This was a happy accident, but it ended up being the aspect of The Appeal I am most proud of. When I first decided to write a novel, I’d had a vague idea for a TV series (I was working as a TV writer at the time) about a couple who return from overseas volunteering and whose experiences there inform their suspicions about a local fundraising campaign. When I started the novel, I thought why not take the same story but present it as emails that fly back and forth—“offstage” so to speak—between minor players. That’s why we don’t hear from the three main characters, and I think it’s one of the most effective devices in the book.

The Fairway Players is a close-knit theater troupe presided over by Martin and Helen Hayward. When the power couple shares that their granddaughter has been stricken with a rare cancer, the group fundraises like mad in hopes of paying for pricey experimental treatments. What made you want to explore crowdfunding?
When I started the novel in 2018, I’d noticed a proliferation of crowdfunding campaigns on Facebook raising money for drugs or medical treatments abroad. It struck me how enthusiastically people pull together and how fast money can be raised that way. But at the same time, money is like blood: It attracts sharks, like drug companies who capitalize on families’ desperation, or even ordinary people who have debts to pay or simple terminal greed and a complete lack of morals. Cases in which someone has blatantly lied about their child’s (or their own) illness to raise money from friends and family have appalled and fascinated me in equal measure.

“What we don’t write speaks just as loudly as anything we do.”

Tight bonds are formed in theater troupes, whether via growing into roles together, shared nervousness as the premiere approaches or camaraderie after a show well done. What drew you to exploring what happens when such a strong bond begins to fray?
A drama group becomes like a family, with emotional bonds among the members—and just like in a family, the stakes can suddenly become much higher. Even when things are falling apart, you can’t just walk away: The show must go on.

There are insiders and outsiders in The Appeal, which makes for lots of tension bubbling under the surface as the players jockey for social dominance. What about that sort of group dynamic fascinates you most?

▸ Assignment
Print everything in the interview about The Appeal from "The Fairway Players" down to "to explore crowdfunding?", copying it word for word.

▸ Data provided
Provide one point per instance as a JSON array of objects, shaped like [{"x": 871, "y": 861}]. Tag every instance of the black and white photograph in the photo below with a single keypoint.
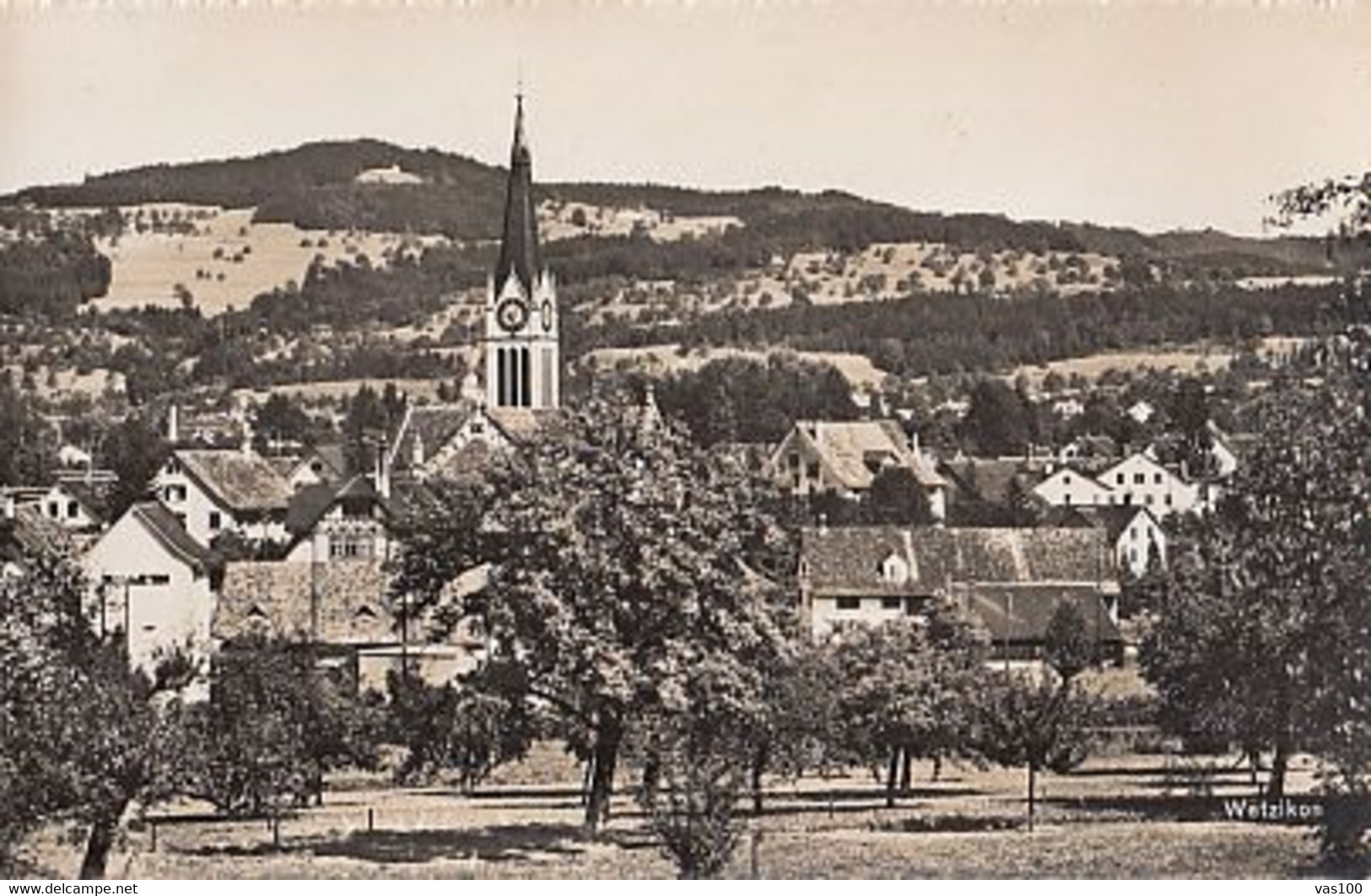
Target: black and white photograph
[{"x": 684, "y": 439}]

▸ Solution
The Fairway Players is a close-knit theater troupe presided over by Martin and Helen Hayward. When the power couple shares that their granddaughter has been stricken with a rare cancer, the group fundraises like mad in hopes of paying for pricey experimental treatments. What made you want to explore crowdfunding?